_DIRECTIVE_
Substitute "marker" for "keypoint" in the stretch of lines from the one containing "Each instance of the apartment" through the end of the lines below, and reproduce only that stretch with everything else unchanged.

************

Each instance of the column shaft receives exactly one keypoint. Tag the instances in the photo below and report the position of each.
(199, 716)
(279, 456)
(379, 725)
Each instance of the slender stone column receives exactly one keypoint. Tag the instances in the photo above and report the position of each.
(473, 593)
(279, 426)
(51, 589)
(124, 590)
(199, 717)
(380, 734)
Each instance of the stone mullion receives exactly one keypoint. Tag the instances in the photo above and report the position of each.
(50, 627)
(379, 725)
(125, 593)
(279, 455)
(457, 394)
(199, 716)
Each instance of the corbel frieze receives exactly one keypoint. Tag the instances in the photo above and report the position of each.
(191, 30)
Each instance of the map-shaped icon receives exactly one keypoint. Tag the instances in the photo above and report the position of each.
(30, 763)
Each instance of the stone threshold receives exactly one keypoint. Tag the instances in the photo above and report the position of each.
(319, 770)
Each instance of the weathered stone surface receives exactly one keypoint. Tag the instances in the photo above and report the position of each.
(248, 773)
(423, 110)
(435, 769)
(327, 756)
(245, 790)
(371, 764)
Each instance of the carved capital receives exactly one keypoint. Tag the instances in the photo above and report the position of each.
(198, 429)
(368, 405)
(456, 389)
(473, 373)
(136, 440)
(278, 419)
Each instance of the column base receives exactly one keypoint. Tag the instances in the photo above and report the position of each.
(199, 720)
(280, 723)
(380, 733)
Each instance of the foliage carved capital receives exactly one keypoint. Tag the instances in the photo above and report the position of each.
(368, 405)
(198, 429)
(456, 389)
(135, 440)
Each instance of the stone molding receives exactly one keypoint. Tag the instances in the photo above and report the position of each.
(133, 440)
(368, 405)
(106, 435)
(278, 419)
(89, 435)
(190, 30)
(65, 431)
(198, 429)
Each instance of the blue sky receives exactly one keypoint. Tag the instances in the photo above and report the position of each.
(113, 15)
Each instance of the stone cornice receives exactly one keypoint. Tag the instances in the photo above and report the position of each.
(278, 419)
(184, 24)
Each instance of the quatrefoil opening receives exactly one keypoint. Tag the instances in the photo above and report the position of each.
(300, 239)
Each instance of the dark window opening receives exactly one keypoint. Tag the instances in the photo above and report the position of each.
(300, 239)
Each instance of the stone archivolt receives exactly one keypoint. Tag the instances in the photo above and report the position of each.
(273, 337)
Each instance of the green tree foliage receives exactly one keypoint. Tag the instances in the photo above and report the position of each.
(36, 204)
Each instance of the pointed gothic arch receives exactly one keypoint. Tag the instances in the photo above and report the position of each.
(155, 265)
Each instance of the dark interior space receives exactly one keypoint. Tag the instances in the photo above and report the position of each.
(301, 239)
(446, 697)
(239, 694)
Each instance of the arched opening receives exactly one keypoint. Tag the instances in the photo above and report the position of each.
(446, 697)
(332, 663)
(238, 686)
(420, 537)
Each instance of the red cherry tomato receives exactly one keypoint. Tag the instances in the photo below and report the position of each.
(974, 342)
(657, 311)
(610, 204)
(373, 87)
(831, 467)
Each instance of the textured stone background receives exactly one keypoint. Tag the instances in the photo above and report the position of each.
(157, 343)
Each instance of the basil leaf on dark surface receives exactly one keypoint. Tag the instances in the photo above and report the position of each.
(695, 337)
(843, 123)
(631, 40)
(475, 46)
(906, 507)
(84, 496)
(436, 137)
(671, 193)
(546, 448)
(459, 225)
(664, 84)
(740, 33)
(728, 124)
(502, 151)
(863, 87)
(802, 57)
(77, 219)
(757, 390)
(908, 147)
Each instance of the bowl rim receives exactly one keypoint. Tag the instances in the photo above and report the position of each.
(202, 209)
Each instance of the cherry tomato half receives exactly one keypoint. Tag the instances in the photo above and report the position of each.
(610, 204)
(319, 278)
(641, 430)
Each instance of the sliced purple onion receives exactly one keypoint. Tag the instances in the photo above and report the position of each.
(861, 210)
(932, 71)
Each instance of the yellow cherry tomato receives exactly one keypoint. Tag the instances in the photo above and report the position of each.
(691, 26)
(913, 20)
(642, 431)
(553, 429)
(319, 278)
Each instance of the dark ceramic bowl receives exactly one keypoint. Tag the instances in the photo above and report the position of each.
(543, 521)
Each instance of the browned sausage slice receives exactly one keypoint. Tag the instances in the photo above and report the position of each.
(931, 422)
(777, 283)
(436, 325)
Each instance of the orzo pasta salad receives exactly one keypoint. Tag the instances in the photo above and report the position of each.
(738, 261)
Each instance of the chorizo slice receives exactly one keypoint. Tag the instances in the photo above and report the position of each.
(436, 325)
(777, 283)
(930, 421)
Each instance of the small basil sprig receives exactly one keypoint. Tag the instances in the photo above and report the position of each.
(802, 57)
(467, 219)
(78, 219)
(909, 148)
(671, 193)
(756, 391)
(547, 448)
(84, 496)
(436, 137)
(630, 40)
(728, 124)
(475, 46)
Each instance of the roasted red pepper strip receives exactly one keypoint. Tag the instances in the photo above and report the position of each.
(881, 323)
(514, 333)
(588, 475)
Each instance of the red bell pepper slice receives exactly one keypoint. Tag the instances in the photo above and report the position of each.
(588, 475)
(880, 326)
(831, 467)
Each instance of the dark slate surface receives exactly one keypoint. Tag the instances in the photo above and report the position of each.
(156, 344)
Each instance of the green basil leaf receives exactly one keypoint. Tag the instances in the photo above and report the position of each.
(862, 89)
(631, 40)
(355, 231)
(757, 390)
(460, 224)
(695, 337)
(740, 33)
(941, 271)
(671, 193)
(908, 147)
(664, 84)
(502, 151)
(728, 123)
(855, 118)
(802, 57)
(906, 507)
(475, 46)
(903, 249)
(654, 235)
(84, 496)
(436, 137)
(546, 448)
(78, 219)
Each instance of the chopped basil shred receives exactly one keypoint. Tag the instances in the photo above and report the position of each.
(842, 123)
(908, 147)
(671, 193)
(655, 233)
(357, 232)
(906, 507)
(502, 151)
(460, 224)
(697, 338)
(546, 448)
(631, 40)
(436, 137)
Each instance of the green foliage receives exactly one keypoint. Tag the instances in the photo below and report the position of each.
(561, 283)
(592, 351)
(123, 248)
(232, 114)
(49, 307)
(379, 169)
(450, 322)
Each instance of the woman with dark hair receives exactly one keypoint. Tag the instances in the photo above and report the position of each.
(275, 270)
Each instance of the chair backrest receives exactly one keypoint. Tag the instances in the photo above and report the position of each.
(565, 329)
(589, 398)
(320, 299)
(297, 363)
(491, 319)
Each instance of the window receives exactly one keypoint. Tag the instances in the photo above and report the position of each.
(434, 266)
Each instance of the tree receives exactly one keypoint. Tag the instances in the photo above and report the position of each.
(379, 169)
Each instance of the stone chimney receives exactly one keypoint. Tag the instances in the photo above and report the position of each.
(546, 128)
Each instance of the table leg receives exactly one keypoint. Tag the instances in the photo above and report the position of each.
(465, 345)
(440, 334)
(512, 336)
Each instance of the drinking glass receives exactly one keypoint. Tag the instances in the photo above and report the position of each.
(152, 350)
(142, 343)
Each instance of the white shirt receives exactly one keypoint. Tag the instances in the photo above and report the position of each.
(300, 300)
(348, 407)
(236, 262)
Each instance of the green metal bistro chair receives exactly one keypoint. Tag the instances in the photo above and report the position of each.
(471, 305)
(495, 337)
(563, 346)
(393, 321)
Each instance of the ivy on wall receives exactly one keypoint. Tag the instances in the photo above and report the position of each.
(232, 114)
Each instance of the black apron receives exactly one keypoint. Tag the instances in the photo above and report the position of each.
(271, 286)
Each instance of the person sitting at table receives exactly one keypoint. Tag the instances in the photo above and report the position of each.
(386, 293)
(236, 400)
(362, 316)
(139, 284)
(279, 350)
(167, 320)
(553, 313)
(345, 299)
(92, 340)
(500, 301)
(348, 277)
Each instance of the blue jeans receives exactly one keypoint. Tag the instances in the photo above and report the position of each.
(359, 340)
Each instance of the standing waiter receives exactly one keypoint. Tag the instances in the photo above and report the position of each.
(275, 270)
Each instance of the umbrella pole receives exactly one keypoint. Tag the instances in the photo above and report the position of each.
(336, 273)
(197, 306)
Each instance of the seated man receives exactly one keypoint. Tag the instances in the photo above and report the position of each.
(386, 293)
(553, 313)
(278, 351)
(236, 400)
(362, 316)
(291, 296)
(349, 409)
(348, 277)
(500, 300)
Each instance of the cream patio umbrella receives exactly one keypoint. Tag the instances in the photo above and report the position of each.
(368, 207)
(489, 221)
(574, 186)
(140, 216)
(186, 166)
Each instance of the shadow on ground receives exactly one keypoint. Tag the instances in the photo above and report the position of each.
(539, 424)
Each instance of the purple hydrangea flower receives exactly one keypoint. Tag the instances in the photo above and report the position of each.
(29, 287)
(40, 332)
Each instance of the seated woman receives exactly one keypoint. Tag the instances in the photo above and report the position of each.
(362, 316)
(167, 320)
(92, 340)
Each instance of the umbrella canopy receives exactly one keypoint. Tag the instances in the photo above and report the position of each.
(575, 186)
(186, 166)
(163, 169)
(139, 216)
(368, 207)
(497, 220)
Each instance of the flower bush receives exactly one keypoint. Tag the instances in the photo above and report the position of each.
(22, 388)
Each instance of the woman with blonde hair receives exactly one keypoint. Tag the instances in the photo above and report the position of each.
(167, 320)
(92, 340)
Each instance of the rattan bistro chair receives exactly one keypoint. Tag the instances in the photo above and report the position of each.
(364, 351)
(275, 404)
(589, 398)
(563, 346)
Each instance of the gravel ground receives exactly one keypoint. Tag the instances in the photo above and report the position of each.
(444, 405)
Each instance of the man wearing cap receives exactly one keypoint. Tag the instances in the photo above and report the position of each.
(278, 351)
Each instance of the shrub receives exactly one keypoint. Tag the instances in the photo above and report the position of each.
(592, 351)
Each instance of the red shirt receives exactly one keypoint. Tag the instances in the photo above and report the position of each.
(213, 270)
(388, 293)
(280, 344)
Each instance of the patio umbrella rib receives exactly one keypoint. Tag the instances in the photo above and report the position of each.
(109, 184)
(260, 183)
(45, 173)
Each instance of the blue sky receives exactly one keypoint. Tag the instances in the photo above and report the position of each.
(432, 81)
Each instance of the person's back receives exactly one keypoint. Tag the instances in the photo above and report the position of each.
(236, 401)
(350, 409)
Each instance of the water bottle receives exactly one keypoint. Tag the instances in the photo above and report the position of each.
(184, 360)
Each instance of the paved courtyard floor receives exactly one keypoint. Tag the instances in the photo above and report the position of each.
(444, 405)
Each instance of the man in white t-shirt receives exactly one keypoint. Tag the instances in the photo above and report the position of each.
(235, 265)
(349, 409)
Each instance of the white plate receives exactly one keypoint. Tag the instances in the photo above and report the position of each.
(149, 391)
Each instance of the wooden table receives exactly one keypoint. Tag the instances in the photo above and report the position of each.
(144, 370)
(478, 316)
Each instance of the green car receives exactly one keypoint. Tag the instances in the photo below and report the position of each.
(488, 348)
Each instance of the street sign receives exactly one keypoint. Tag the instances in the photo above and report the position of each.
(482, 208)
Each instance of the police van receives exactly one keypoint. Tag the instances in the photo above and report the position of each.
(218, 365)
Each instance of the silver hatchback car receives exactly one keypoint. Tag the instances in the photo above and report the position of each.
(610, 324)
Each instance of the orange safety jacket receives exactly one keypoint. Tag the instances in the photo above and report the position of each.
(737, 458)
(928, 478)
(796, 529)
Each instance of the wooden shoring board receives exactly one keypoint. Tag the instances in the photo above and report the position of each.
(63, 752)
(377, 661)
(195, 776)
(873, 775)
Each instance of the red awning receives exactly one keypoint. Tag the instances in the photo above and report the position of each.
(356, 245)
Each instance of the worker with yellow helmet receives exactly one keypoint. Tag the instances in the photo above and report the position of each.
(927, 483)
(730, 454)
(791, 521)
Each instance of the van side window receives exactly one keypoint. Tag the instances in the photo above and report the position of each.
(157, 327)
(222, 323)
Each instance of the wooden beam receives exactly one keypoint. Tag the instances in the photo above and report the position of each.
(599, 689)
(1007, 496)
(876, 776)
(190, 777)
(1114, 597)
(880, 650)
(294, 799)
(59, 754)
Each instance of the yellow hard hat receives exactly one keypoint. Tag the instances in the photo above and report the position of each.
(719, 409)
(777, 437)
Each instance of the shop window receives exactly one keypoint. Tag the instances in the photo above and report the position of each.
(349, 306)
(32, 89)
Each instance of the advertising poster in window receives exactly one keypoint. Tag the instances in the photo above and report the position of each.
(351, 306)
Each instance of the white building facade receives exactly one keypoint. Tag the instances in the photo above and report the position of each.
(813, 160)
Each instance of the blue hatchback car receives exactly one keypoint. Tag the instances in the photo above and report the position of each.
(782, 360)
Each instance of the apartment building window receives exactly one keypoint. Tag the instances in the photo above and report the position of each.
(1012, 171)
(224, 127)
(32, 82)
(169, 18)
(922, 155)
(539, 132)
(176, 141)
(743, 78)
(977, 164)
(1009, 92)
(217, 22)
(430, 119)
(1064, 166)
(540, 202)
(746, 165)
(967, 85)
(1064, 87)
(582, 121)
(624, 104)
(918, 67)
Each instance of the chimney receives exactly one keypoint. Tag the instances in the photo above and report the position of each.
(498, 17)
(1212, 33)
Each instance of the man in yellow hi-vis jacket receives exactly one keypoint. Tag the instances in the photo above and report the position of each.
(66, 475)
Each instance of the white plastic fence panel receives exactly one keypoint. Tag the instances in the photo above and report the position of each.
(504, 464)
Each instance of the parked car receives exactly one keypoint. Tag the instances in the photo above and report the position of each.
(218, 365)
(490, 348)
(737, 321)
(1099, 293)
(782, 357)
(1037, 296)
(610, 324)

************

_FINAL RESULT_
Each instance of the apartment building window receives exactly one marker. Tag the instances in the photo above and report the position of each.
(1012, 171)
(224, 127)
(32, 82)
(169, 18)
(922, 155)
(539, 132)
(176, 141)
(743, 78)
(977, 164)
(1009, 92)
(217, 22)
(430, 119)
(1064, 166)
(540, 202)
(746, 165)
(967, 85)
(1064, 87)
(582, 121)
(624, 104)
(918, 67)
Each instance of the chimney receives exactly one marker. Tag the instances in the photo above and report the position of each.
(498, 17)
(1212, 33)
Each instance of the man in yellow hi-vis jacket receives exactly one marker. Tag the instances in the photo above and report the position of each.
(66, 475)
Each instance of the white plastic fence panel receives exactly one marker. Tag the instances in the photo above and report the position of each.
(504, 464)
Each instance of the parked car receives exactly one marker. Tag the instances in the photo above and report the position of each.
(218, 365)
(490, 348)
(737, 321)
(1099, 293)
(782, 357)
(1037, 296)
(610, 324)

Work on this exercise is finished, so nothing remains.